▶ [Exercise task]: Only the lines from the one containing "Indicate one point for each instance of the baseball" through the end of the material are to be echoed, each exactly as it appears.

[Dataset records]
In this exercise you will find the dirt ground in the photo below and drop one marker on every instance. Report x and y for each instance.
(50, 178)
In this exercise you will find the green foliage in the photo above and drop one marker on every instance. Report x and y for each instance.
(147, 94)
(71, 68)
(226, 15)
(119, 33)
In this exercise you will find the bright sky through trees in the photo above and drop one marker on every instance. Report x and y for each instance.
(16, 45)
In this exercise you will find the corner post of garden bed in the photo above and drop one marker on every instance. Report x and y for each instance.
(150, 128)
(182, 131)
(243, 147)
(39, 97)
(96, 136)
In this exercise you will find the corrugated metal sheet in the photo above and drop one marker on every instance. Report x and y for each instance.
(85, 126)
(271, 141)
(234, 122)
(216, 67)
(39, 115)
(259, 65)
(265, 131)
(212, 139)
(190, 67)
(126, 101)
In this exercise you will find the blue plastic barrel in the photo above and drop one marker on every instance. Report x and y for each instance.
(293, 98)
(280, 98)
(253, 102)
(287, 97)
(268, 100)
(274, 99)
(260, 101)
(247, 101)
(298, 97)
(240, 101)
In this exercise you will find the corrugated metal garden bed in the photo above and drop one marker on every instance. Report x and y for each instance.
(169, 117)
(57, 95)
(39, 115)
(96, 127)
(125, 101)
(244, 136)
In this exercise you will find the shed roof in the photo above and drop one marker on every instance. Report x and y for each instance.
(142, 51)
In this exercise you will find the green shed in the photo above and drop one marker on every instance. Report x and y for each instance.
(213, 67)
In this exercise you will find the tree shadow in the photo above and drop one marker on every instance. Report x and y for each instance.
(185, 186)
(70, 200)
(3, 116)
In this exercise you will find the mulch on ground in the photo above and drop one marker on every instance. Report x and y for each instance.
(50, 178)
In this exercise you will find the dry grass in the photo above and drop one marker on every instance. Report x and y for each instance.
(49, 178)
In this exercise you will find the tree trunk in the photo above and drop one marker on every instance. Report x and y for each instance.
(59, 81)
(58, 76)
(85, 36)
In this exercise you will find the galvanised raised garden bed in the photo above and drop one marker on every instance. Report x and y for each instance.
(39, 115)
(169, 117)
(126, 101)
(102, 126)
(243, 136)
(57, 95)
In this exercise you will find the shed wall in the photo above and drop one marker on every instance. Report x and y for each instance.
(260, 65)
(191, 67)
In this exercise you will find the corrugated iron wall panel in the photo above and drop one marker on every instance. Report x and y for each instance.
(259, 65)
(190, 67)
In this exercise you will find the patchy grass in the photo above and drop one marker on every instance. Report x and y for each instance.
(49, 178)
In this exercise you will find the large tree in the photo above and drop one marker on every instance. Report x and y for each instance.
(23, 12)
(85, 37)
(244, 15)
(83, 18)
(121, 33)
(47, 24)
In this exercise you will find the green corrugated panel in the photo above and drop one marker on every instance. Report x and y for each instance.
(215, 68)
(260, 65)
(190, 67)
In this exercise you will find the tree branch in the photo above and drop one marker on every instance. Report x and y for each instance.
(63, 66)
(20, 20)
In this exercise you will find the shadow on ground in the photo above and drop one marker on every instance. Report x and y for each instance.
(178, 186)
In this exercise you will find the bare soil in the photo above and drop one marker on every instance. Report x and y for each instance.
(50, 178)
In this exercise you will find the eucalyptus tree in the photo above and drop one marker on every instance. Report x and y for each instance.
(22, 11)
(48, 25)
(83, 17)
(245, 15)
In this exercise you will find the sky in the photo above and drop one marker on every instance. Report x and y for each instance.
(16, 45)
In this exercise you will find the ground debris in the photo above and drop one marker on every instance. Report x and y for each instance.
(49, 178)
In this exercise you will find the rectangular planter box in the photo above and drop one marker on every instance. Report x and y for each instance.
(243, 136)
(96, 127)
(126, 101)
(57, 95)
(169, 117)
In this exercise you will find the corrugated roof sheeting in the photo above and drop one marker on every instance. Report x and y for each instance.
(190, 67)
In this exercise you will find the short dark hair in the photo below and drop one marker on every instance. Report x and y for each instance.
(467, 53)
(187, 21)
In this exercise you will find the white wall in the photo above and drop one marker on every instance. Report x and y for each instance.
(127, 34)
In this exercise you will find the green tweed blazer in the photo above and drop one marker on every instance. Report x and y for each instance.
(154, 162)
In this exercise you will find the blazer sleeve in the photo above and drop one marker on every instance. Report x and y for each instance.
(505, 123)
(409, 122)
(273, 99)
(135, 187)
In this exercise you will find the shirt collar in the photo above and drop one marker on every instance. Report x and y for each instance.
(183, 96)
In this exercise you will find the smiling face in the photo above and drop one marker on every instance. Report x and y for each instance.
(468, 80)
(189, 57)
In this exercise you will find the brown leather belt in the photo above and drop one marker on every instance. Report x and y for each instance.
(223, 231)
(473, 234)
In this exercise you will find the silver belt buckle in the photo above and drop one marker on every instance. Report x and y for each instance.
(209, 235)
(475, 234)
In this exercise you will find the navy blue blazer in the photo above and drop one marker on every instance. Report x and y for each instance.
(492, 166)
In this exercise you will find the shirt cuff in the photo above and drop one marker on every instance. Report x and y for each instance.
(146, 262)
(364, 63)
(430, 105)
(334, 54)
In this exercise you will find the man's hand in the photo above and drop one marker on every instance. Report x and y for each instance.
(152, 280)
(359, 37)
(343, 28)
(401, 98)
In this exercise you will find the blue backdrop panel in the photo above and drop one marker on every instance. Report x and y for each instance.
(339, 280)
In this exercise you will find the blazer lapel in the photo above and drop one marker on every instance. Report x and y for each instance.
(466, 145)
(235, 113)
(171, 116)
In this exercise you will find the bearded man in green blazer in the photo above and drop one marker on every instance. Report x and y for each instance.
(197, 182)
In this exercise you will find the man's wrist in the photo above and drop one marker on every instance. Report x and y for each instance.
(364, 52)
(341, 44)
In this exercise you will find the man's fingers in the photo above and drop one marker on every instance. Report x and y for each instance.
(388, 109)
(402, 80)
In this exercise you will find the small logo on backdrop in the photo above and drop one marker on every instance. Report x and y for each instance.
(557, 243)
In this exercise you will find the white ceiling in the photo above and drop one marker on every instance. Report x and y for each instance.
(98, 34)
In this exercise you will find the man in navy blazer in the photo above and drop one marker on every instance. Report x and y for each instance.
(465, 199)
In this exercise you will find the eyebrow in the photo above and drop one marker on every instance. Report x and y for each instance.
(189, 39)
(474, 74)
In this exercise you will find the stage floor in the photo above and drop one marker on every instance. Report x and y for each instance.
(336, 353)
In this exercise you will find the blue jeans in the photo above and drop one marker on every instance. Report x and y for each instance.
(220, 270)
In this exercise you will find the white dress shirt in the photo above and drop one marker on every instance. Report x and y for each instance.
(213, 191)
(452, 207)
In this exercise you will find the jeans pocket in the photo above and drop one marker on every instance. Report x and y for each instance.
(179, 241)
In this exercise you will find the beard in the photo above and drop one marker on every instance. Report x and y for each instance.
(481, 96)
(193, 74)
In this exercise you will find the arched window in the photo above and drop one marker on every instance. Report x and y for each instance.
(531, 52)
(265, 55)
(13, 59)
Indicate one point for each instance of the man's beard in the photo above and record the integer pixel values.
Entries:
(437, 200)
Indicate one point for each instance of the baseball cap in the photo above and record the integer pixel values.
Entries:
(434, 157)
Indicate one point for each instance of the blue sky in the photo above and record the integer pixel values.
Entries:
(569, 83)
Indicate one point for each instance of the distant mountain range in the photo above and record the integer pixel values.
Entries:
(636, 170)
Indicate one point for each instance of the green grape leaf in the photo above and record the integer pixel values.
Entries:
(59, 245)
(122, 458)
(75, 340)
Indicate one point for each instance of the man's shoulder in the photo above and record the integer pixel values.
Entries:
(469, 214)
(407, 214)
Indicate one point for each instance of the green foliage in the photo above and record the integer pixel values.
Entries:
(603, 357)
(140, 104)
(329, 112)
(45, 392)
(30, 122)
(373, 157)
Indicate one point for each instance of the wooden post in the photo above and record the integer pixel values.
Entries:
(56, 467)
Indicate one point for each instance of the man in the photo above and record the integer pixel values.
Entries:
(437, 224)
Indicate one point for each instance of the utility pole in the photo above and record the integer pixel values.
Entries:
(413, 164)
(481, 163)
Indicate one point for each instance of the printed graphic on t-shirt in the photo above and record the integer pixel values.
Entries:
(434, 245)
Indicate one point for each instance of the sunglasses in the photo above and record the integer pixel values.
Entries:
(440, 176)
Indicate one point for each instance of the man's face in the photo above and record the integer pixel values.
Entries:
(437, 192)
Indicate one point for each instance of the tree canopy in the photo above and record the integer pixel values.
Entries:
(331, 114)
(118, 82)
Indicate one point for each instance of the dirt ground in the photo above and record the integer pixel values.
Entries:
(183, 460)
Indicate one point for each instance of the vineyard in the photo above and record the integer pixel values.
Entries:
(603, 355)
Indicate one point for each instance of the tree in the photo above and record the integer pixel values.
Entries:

▶ [Full answer]:
Indicate one point for each instance of the baseball cap in the photo above and record the integer pixel values.
Entries:
(434, 157)
Indicate one point for each instance of the blue sky in the photo above and record the integer pixel values.
Entries:
(569, 83)
Indicate one point for each instance of the distant mountain range in the photo above and record the integer pixel values.
Entries:
(636, 170)
Indicate one point for each instance of the green grape leaf in the photo above and record the integer pixel values.
Entries:
(59, 245)
(122, 458)
(75, 340)
Indicate one point for each instance of the man's shoulder in the photo above and record the integer pixel values.
Entries:
(469, 214)
(407, 214)
Indicate one point for each instance of the green foliage in the photo above and record the integer pixel values.
Entries:
(603, 357)
(140, 104)
(329, 112)
(45, 392)
(30, 122)
(373, 157)
Indicate one point for each instance of the wooden post in the photo above and record the integer pixel values.
Entries:
(56, 467)
Indicate one point for each instance of the man in the photo above and record the integer pixel values.
Entries:
(437, 224)
Indicate one point for each instance of the utility pole in the photo above and record the integer pixel values.
Entries:
(413, 164)
(481, 163)
Indicate one point for each instance of the printed graphic on t-shirt in the photo above and record the integer pixel values.
Entries:
(434, 245)
Indicate one point for each instance of the sunglasses in the photo above and record the integer pixel values.
Entries:
(440, 176)
Indicate one point for each instance of the man's face in the photo above and record the integer pixel values.
Entries:
(437, 192)
Indicate one point for each instance of the tree canopy in the photo above and record the integer pixel values.
Entries:
(331, 114)
(118, 82)
Indicate one point for each instance of the dirt ground in the photo above and record the integer pixel values.
Entries:
(183, 460)
Indicate one point for each instance of the vineyard in the photo above and record the integer pixel values.
Entries:
(603, 355)
Indicate one point for each instance of the tree in the photo above and record the integer pixel values.
Entries:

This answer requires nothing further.